▶ [ACTIVITY]
Using the records below, transcribe word for word the stretch from the line that contains "[tag] woman with" through the line that contains "[tag] man with", both end lines included, and nothing else.

▶ [INFORMATION GIVEN]
──────────
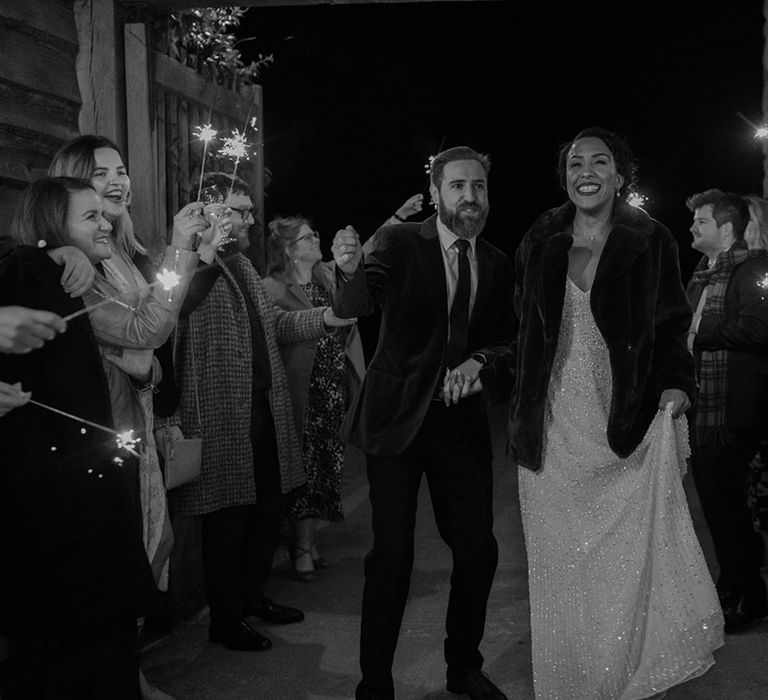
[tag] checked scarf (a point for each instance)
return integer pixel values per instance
(711, 408)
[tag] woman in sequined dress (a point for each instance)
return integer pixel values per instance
(323, 376)
(622, 603)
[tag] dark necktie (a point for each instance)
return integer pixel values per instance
(459, 317)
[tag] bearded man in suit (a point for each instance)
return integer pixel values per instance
(446, 302)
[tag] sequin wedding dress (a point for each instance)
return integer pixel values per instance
(622, 603)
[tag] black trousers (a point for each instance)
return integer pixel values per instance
(46, 664)
(719, 473)
(461, 489)
(239, 543)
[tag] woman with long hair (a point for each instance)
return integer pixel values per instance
(323, 375)
(75, 575)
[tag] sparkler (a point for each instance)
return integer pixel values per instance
(125, 439)
(168, 279)
(106, 300)
(635, 199)
(763, 283)
(761, 131)
(206, 134)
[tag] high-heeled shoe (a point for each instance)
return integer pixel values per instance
(304, 575)
(317, 561)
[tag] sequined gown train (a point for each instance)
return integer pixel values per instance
(622, 603)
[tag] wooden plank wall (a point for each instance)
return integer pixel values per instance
(39, 96)
(184, 100)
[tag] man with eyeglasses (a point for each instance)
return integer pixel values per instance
(230, 386)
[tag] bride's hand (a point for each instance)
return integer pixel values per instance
(678, 399)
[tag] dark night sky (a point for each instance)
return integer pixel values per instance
(358, 97)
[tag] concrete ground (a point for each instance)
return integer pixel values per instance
(317, 659)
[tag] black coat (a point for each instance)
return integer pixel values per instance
(71, 555)
(743, 332)
(639, 305)
(405, 275)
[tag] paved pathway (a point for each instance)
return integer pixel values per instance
(317, 659)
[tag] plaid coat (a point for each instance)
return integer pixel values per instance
(217, 336)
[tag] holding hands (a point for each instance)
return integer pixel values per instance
(331, 320)
(11, 396)
(135, 362)
(347, 250)
(462, 381)
(188, 224)
(23, 329)
(678, 399)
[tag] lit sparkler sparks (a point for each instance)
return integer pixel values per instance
(235, 146)
(635, 199)
(126, 441)
(761, 131)
(168, 279)
(206, 134)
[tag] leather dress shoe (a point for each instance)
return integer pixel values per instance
(474, 683)
(275, 613)
(740, 615)
(239, 636)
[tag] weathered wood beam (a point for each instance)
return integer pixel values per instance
(100, 69)
(186, 4)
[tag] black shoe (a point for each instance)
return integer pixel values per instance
(474, 683)
(239, 636)
(275, 613)
(740, 615)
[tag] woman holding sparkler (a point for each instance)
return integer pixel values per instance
(141, 316)
(323, 375)
(622, 603)
(75, 575)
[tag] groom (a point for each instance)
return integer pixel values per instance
(446, 300)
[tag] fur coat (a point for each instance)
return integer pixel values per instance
(639, 305)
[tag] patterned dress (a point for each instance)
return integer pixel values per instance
(323, 450)
(622, 602)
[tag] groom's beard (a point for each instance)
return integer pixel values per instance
(460, 224)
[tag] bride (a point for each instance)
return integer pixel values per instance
(622, 604)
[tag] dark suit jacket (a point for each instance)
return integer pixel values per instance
(743, 332)
(404, 274)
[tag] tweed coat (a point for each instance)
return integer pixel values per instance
(300, 357)
(405, 274)
(640, 308)
(217, 338)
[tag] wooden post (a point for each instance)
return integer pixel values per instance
(765, 96)
(100, 70)
(141, 156)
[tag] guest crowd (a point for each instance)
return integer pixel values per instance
(618, 374)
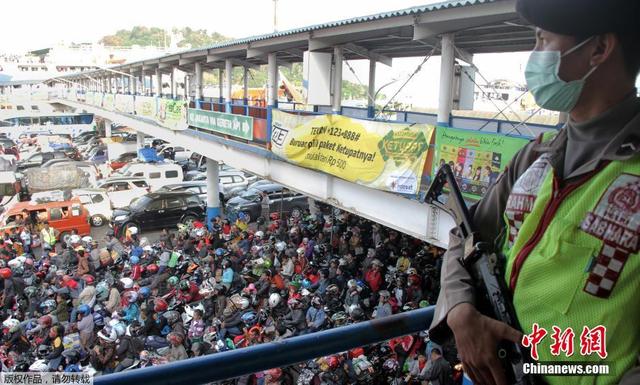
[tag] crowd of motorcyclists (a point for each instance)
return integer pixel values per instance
(122, 304)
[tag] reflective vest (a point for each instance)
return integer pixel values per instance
(572, 260)
(49, 237)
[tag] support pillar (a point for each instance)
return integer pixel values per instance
(158, 83)
(198, 84)
(447, 72)
(371, 96)
(213, 193)
(228, 71)
(174, 91)
(337, 80)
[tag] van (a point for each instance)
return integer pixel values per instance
(97, 202)
(156, 174)
(63, 216)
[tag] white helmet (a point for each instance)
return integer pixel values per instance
(274, 300)
(127, 282)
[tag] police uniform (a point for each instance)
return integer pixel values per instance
(566, 215)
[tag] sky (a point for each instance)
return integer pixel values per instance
(39, 24)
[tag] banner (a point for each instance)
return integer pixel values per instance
(145, 106)
(476, 158)
(124, 103)
(227, 124)
(172, 114)
(108, 102)
(381, 155)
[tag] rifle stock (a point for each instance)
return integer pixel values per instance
(485, 266)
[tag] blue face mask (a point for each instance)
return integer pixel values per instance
(549, 91)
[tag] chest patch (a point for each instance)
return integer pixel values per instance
(523, 195)
(615, 221)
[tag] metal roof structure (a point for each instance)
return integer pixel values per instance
(479, 26)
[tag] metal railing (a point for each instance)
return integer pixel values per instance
(240, 362)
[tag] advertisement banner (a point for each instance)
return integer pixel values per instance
(228, 124)
(476, 158)
(124, 103)
(109, 102)
(172, 114)
(381, 155)
(145, 106)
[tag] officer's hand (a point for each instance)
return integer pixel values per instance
(477, 337)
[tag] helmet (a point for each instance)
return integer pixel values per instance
(88, 278)
(131, 296)
(175, 338)
(172, 316)
(274, 300)
(160, 305)
(355, 353)
(390, 366)
(127, 283)
(102, 290)
(5, 273)
(249, 318)
(145, 292)
(84, 309)
(45, 321)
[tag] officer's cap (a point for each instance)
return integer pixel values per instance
(582, 18)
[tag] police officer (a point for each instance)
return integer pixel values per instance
(565, 211)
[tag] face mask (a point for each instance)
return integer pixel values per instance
(549, 91)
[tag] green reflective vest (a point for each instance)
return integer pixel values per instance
(572, 260)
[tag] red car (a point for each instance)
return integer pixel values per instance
(122, 160)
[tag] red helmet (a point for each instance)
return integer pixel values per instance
(357, 352)
(88, 278)
(5, 273)
(45, 321)
(333, 362)
(160, 305)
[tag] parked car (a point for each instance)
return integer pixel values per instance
(122, 160)
(156, 174)
(97, 202)
(159, 210)
(63, 216)
(281, 200)
(37, 159)
(123, 190)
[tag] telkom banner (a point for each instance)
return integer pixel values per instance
(476, 158)
(172, 114)
(380, 155)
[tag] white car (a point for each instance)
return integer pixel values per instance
(123, 190)
(97, 202)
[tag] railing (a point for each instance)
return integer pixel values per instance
(236, 363)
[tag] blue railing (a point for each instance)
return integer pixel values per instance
(236, 363)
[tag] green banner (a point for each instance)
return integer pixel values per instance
(172, 114)
(476, 158)
(227, 124)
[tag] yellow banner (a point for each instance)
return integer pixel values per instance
(381, 155)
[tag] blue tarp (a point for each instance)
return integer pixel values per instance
(149, 155)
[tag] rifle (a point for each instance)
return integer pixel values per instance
(486, 267)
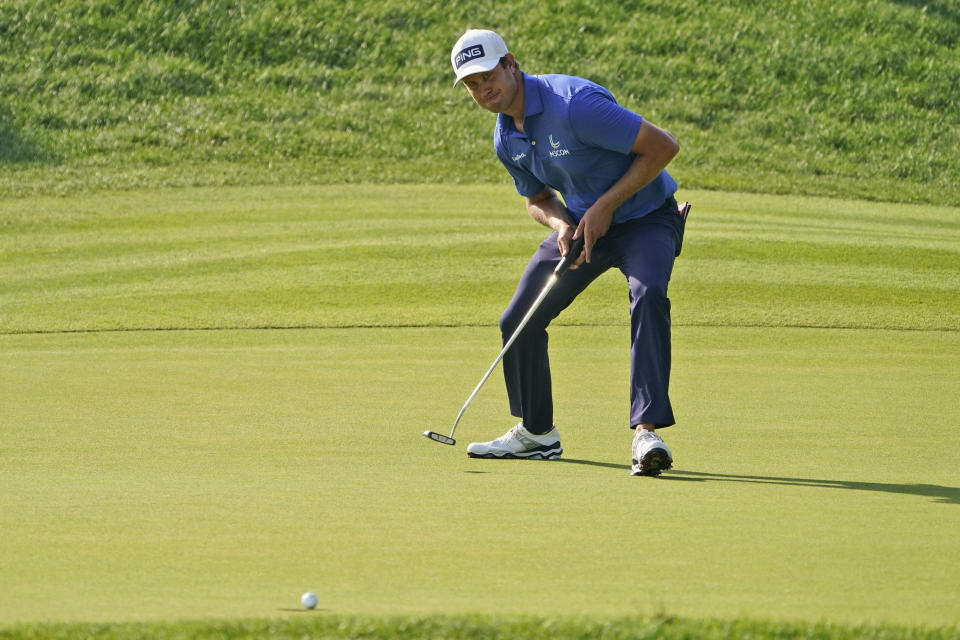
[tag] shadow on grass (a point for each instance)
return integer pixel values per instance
(939, 493)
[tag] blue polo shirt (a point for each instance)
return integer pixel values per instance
(576, 140)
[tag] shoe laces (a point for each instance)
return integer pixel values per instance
(512, 434)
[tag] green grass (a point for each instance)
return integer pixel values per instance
(190, 475)
(349, 256)
(212, 401)
(481, 628)
(836, 98)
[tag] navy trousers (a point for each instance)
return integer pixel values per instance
(644, 250)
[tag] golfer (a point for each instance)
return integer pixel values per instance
(562, 134)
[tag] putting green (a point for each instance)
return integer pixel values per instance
(219, 474)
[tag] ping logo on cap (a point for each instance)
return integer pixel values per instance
(468, 54)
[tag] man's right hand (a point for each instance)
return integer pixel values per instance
(565, 241)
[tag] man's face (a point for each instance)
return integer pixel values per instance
(494, 90)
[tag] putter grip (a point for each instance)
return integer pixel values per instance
(570, 258)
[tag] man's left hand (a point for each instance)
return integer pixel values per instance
(593, 225)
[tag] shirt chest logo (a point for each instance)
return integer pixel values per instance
(556, 151)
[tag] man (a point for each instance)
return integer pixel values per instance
(563, 134)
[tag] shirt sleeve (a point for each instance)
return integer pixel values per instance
(526, 183)
(599, 121)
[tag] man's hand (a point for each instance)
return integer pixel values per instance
(593, 225)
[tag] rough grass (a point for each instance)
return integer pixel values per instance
(841, 98)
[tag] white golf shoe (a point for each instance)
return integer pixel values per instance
(519, 443)
(650, 455)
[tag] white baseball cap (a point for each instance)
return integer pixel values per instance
(476, 51)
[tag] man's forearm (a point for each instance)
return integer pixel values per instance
(550, 211)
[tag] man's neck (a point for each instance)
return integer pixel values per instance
(516, 109)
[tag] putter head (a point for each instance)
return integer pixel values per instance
(439, 437)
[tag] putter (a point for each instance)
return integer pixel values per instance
(568, 260)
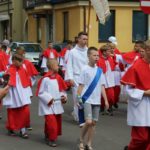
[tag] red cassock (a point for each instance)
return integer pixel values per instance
(138, 76)
(23, 75)
(3, 61)
(18, 117)
(130, 56)
(47, 52)
(101, 63)
(61, 82)
(63, 52)
(116, 51)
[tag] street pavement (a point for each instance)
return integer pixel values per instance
(111, 133)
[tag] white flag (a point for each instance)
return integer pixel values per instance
(102, 9)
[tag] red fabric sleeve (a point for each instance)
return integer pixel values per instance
(129, 77)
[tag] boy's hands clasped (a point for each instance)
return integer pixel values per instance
(63, 100)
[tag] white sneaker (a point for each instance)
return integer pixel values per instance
(74, 116)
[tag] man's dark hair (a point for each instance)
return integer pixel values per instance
(141, 43)
(17, 57)
(4, 47)
(92, 48)
(104, 48)
(50, 41)
(69, 42)
(82, 33)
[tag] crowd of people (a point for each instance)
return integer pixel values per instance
(94, 76)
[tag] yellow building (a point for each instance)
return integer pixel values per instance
(12, 20)
(61, 20)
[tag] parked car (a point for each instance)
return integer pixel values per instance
(33, 50)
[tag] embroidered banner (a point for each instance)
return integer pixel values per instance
(102, 9)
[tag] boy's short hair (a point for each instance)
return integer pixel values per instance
(50, 62)
(50, 41)
(112, 45)
(141, 43)
(147, 44)
(92, 48)
(82, 33)
(104, 48)
(69, 42)
(17, 57)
──────────
▶ [RESPONSE TO THIS EXERCISE]
[tag] woman with long hair (a point for each instance)
return integer pixel values per instance
(323, 375)
(75, 575)
[tag] sparkler (a point for each instance)
return integer pixel values per instance
(125, 439)
(168, 279)
(106, 300)
(635, 199)
(763, 283)
(761, 131)
(206, 134)
[tag] high-heeled shoe (a point for each instance)
return integer pixel values per instance
(304, 575)
(317, 561)
[tag] sequined gown train (a point for each instance)
return integer pixel values per instance
(622, 603)
[tag] wooden plank wall (a point for each instance)
return integer pixel values per instance
(39, 96)
(184, 100)
[tag] man with eyeglasses (a point for each instance)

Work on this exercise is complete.